■ **Document extract**
Rachel's Table

Making Stuffed Cabbage with Babcia Upstairs

The other day my mother showed me a picture of the grocery store her parents owned on the outskirts of downtown Detroit. The building she pulled up on google maps looked faded and run down; the street view revealed other abandoned store fronts, vintage-looking signs and empty lots. Panning out to virtually peer behind the store, I saw the house where my mother spent her childhood. She lived on Chene Street with her parents, six siblings and her grandparents, who occupied the upstairs apartment.

My grandparents ran the store on Chene Street for 25 years before a chain of A & P stores moved into Detroit

My grandparents ran the store on Chene Street for 25 years before a chain of A & P stores moved into Detroit

The upstairs apartment offered access to store's roof where my mom would watch passersby

My mom’s house – the upstairs apartment offered access to store’s roof where she watched passersby

At first, seeing the house evoked melancholy thoughts of lives lived and eras long gone. But then I recalled the stories my mom tells of living on Chene Street, sneaking into the grocery store, walking to school, and most importantly, learning life lessons from her grandmother, whom she affectionately referred to as “Babcia Upstairs” (Babcia is “grandmother” in Polish).

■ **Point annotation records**
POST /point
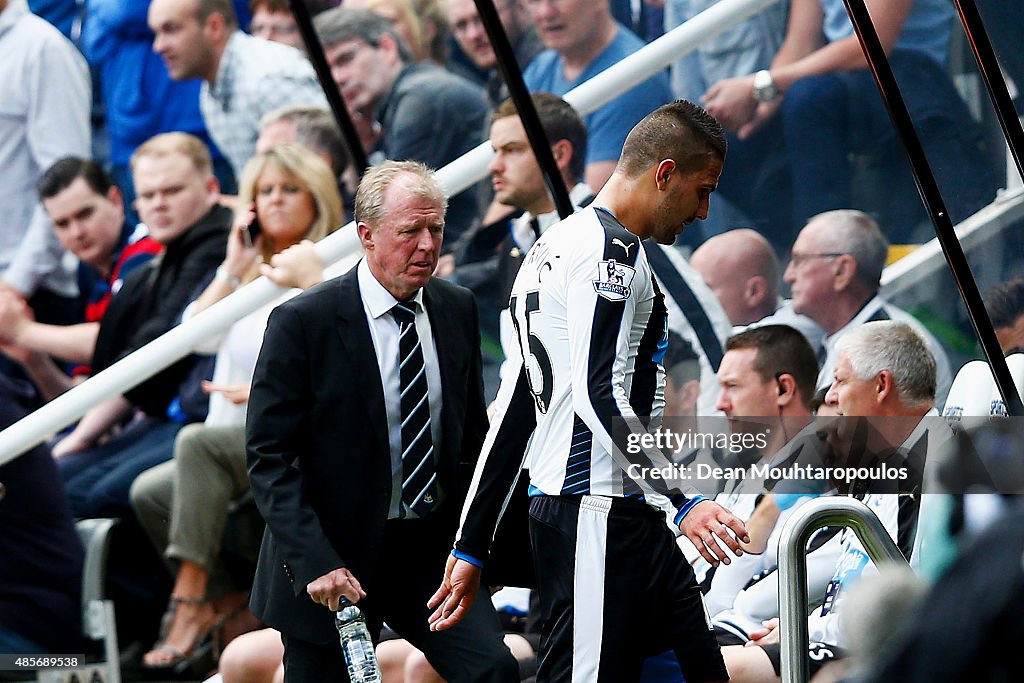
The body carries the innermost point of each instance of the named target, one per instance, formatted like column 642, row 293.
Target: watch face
column 764, row 87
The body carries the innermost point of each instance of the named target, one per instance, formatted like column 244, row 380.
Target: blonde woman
column 291, row 195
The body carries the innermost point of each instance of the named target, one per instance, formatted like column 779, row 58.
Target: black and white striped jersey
column 592, row 331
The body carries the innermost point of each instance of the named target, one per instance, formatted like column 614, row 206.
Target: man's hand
column 708, row 524
column 763, row 113
column 328, row 589
column 299, row 265
column 237, row 393
column 456, row 595
column 766, row 636
column 14, row 314
column 731, row 101
column 445, row 265
column 73, row 442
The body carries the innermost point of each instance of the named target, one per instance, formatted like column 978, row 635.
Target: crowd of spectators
column 161, row 155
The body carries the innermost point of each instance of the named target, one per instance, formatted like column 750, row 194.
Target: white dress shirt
column 377, row 304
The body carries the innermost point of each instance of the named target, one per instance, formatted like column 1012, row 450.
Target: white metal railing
column 343, row 244
column 812, row 515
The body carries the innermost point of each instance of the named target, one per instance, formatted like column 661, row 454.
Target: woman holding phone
column 288, row 195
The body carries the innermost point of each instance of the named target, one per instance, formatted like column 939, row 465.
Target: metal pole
column 930, row 195
column 977, row 37
column 524, row 105
column 315, row 52
column 808, row 518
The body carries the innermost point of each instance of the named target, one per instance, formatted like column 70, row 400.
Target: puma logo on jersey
column 626, row 247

■ **What you should do**
Carry on writing the post about Babcia Upstairs and the house on Chene Street, starting right after its final sentence. None of the material has any bearing on this.

■ **Exercise answer**
My grandmother and grandfather in front of the Chene Street store

My grandmother and grandfather in front of the Chene Street store

According to my mother, Babcia (pronounced Bop-cha) defined what it meant to be a “lady” in 1950’s America. She dressed to kill, spoke softly, shined her shoes and always wore rouge, no matter if she was staying in or going out.

Babcia and Dziadzia Upstairs with her young family. My mom's father is on the left.

A young Babcia and Dziadzia Upstairs with their family. My grandfather is on the left.

In my mother’s eyes Babcia was free from imperfections, always generous, never angry and more than loving. Loving enough to forgive my six-year-old, impish mother her faults, including defacing personal property.

The story goes that Babcia purchased a new dresser set made of beautiful hardwood. My mother took a tube of bright red lipstick, settled herself on the floor next to the wall and transformed one side of the dresser into a canvas for drawings and letters. My mother created a masterpiece – a lipstick masterpiece that lodged itself so profoundly into the wood grain no amount of soap would wash it away. Her parents scolded her and threatened a spanking, but Babcia stepped in. Gazing at her brand new dresser, now covered in a child’s scrawl, she said, “I will have Gloria’s drawings on my dresser forever. She made it beautiful.” That’s how Babcia taught my mother about forgiveness and true love.

That's my mom right up front. She looks impish, doesn't she?

That’s my mom right up front (with Bruce, Roger, and Roman). She looks impish, doesn’t she?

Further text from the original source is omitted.